▸ **PASSAGE PROVIDED**:
►

Directly connecting TKE to the CLB of pods based on the ENI

Last updated: 2020-12-17 10:29:25

    Overview

    Kubernetes designs and provides two types of native resources at the cluster access layer, 'Service' and 'Ingress', which are responsible for the network access layer configurations of layer 4 and layer 7, respectively. The traditional solution is to create an Ingress- or LoadBalancer-type service to bind Tencent Cloud CLBs and open services to the public. In this way, user traffic is loaded on the NodePort of the user node, and then forwarded to the container network through the KubeProxy component. This solution has some limitations in business performance and capabilities.

    To address these limitations, the Tencent Cloud TKE team provides a new network mode for users who use independent or managed clusters. that is, TKE directly connects to the CLB of pods based on the ENI. This mode provides enhanced performance and business capabilities. This document describes the differences between the two modes and how to use the direct connection mode.

◄

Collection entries
►

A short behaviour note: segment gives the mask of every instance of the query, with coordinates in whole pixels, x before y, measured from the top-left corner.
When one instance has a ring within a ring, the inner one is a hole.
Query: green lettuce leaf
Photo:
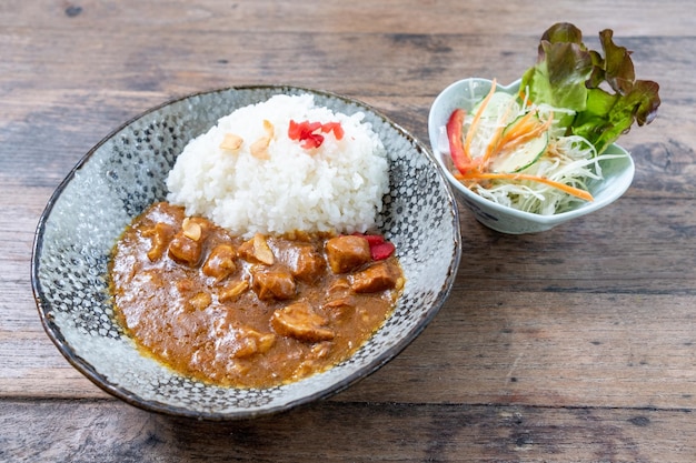
[[[630,51],[614,43],[612,30],[599,40],[601,52],[589,50],[575,26],[551,26],[520,88],[534,103],[574,111],[560,119],[566,134],[585,137],[601,153],[634,123],[650,123],[660,100],[656,82],[636,80]]]

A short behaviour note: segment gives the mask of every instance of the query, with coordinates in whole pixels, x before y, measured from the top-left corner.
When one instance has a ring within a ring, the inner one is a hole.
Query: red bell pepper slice
[[[471,158],[464,149],[464,118],[466,111],[456,109],[447,121],[447,140],[449,141],[449,153],[455,163],[455,168],[461,173],[466,173],[471,168]]]

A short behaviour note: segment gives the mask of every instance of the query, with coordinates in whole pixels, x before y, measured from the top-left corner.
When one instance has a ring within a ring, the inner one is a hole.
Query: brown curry
[[[297,381],[349,358],[394,309],[402,271],[395,254],[375,260],[368,238],[245,240],[157,203],[116,245],[117,316],[183,374],[239,387]]]

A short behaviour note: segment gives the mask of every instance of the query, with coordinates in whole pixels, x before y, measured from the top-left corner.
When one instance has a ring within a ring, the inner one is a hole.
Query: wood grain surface
[[[0,3],[0,461],[696,461],[696,14],[685,0]],[[30,282],[39,217],[123,122],[190,92],[288,83],[365,101],[428,143],[465,77],[511,82],[541,32],[613,29],[660,83],[620,144],[627,193],[505,235],[461,209],[450,298],[398,358],[280,415],[186,421],[125,404],[61,356]]]

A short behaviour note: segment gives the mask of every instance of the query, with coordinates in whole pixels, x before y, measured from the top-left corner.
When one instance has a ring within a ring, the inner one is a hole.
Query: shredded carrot
[[[474,159],[474,157],[470,153],[470,148],[471,148],[471,140],[474,139],[474,133],[476,133],[478,121],[481,119],[481,115],[484,114],[484,110],[488,105],[488,102],[490,101],[495,92],[496,92],[496,79],[493,80],[488,94],[486,95],[486,98],[484,98],[480,105],[478,107],[478,111],[476,111],[476,113],[474,114],[474,119],[471,120],[471,125],[469,125],[467,135],[464,139],[464,152],[467,153],[469,159]]]
[[[558,190],[565,191],[568,194],[571,194],[576,198],[579,198],[585,201],[594,201],[593,195],[585,190],[580,190],[579,188],[570,187],[565,183],[556,182],[554,180],[549,180],[544,177],[529,175],[526,173],[494,173],[494,172],[469,172],[467,174],[455,174],[455,178],[458,180],[498,180],[498,179],[507,179],[507,180],[530,180],[533,182],[545,183],[549,187],[556,188]]]
[[[507,109],[503,113],[503,117],[499,118],[498,121],[507,120],[507,117],[511,110],[513,110],[513,104],[508,104]],[[500,141],[503,140],[503,131],[505,130],[505,128],[506,125],[499,124],[495,133],[493,134],[490,142],[488,143],[488,147],[486,147],[486,153],[484,154],[484,159],[481,161],[481,164],[484,167],[488,163],[488,160],[498,151],[498,148],[501,145]]]

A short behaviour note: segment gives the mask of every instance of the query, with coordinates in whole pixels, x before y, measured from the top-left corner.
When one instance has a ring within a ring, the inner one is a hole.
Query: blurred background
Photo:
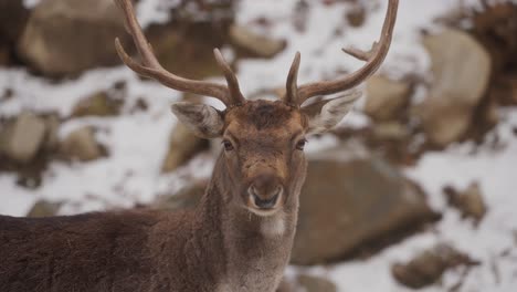
[[[310,137],[288,279],[299,291],[515,291],[517,3],[401,0],[392,49],[363,98]],[[221,48],[249,98],[361,62],[387,0],[139,0],[158,59],[223,82]],[[110,0],[0,0],[0,213],[186,209],[218,143],[177,123],[188,96],[120,65]],[[325,153],[324,156],[320,154]]]

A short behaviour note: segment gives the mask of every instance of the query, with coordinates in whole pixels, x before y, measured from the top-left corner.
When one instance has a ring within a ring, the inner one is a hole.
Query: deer
[[[380,40],[371,50],[344,49],[366,62],[358,71],[298,85],[298,52],[285,94],[276,101],[246,100],[218,49],[215,61],[226,85],[168,72],[155,56],[131,0],[116,3],[140,55],[140,61],[134,60],[115,40],[130,70],[225,105],[217,109],[183,101],[171,106],[179,122],[198,136],[222,139],[212,178],[199,205],[188,211],[0,216],[0,291],[276,291],[294,242],[307,137],[337,125],[361,96],[358,85],[388,54],[399,1],[389,0]]]

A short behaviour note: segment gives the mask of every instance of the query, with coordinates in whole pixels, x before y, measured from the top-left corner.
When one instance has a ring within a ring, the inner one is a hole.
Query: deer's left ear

◄

▸ **DIRECTIONS**:
**a)** According to the TKE overview, why did the TKE team introduce the mode that connects the CLB directly to pods based on the ENI?
**b)** Return the text of the TKE overview from "Last updated: 2020-12-17" up to and including "performance and capabilities.".
The lines have nothing to do with the TKE overview.

▸ **RESULTS OF THE TASKS**:
**a)** The team introduced it to address the limitations of the traditional solution. In that solution, traffic lands on the NodePort of the user node and is forwarded to the container network through KubeProxy, which limits business performance and capabilities. The direct connection mode provides enhanced performance and business capabilities.

**b)**
Last updated: 2020-12-17 10:29:25

    Overview

    Kubernetes designs and provides two types of native resources at the cluster access layer, 'Service' and 'Ingress', which are responsible for the network access layer configurations of layer 4 and layer 7, respectively. The traditional solution is to create an Ingress- or LoadBalancer-type service to bind Tencent Cloud CLBs and open services to the public. In this way, user traffic is loaded on the NodePort of the user node, and then forwarded to the container network through the KubeProxy component. This solution has some limitations in business performance and capabilities.